Extract to read:
★ ★ ★ ★ ★

Standing on a verdant hillside far north in Thailand’s Chiang Rai region, I gaze out at rolling hills of jiaogulan, also known as the immortality herb. This name derives from the purported longevity of people living in the mountainous Guizhou province of southwest China, who consume a tea made of steeped jiaogulan leaves on a regular basis. The plant may actually hold a key to longer and healthier life.
Despite its possible benefits for stemming the tide of aging and enhancing youthful health, the plant is not so well known.
Jiaogulan, Gynostemma pentaphyllum, is in the same family of plants as cucumbers and gourds, though the plant bears no fruits. The plant is a climbing vine, and from my vantage point I see the wire fencing supporting the vast quantity of jiaogulan before me, covering perhaps 20 acres or so. The vines have climbed up and over the fencing, covering it all in a thick layering of bright green leaves.

★ ★ ★ ★ ★

Problem to solve:
Continue the passage about jiaogulan, the immortality herb, from the point where it stops.

Dataset records:
★ ★ ★ ★ ★

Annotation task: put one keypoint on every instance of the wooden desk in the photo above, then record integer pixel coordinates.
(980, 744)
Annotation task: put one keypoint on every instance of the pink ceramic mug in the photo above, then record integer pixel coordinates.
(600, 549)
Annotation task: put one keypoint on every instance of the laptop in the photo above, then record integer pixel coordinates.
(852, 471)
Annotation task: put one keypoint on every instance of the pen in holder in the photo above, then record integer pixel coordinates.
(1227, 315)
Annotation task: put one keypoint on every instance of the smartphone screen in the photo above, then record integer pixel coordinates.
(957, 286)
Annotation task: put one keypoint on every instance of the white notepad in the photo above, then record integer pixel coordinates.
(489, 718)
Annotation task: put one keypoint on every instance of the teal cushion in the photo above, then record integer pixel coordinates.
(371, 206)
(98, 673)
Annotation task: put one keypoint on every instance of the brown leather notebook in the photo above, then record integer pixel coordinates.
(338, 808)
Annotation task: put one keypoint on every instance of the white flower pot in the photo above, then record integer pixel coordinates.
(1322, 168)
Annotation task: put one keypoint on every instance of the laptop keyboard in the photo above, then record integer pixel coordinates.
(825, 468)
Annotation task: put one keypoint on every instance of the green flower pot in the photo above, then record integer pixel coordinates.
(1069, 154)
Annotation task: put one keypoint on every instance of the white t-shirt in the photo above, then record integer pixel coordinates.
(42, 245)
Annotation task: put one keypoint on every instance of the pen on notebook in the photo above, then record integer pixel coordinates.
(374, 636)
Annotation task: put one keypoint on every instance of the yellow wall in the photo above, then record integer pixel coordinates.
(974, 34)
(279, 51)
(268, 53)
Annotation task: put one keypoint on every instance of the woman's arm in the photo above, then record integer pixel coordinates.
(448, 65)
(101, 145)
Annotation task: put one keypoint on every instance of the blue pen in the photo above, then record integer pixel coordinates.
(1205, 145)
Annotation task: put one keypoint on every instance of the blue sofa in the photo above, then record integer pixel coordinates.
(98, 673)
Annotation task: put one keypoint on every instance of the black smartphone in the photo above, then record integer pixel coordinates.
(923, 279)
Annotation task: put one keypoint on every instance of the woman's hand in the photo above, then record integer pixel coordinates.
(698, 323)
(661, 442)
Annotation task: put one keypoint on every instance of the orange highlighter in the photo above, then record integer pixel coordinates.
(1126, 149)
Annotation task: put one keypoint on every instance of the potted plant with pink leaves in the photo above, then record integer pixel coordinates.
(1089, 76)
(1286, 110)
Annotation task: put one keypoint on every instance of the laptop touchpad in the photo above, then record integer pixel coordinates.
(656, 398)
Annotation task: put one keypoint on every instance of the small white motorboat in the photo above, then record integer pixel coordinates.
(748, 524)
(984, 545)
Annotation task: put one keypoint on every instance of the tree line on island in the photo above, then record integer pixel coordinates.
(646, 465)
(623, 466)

★ ★ ★ ★ ★

Exercise output:
It’s the leaves of this plant that are made primarily into tea, and drunk the way one would drink any other infused tea. Known also as amachazuru, jiaoguan is endemic to the southern regions of China, and to parts of Thailand, Vietnam, Korea, Japan. The herb has never really had its day in the sun, as it has never been distributed as widely as other popular botanicals like ginseng.
This brings up a connection between jiaogulan, the lesser known herb of immortality, and ginseng, the very well-known, longevity-promoting herb. Thanks to some canny scientific inquiry conducted in the 1970s, we know that the two unrelated plants actually share similar compounds known to offer benefits to many aspects of health. We can thank Japanese chemists Masahiro Nagai and Tsunematsu Takemoto for this knowledge. The former made groundbreaking discoveries that the two plants both contained saponins of particular types known to enhance health. The latter identified a very large number of these healthy saponins.
In ginseng, the 28 active saponin compounds in the root are called ginsenosides. In jiaogulan the 82 known saponins are referred to as gypenosides. The former can actually be converted into the latter, and in the human body both groups promote diverse beneficial effects, improving the health of key organ systems.
Jiaogulan offers potent antioxidant protection. When you consume jiaogulan tea, your body increases its production of its own super antioxidant, known as SOD, or superoxide dismutase. This defends and protects the cells of the body from premature destruction due to exposure to harmful agents of all kinds.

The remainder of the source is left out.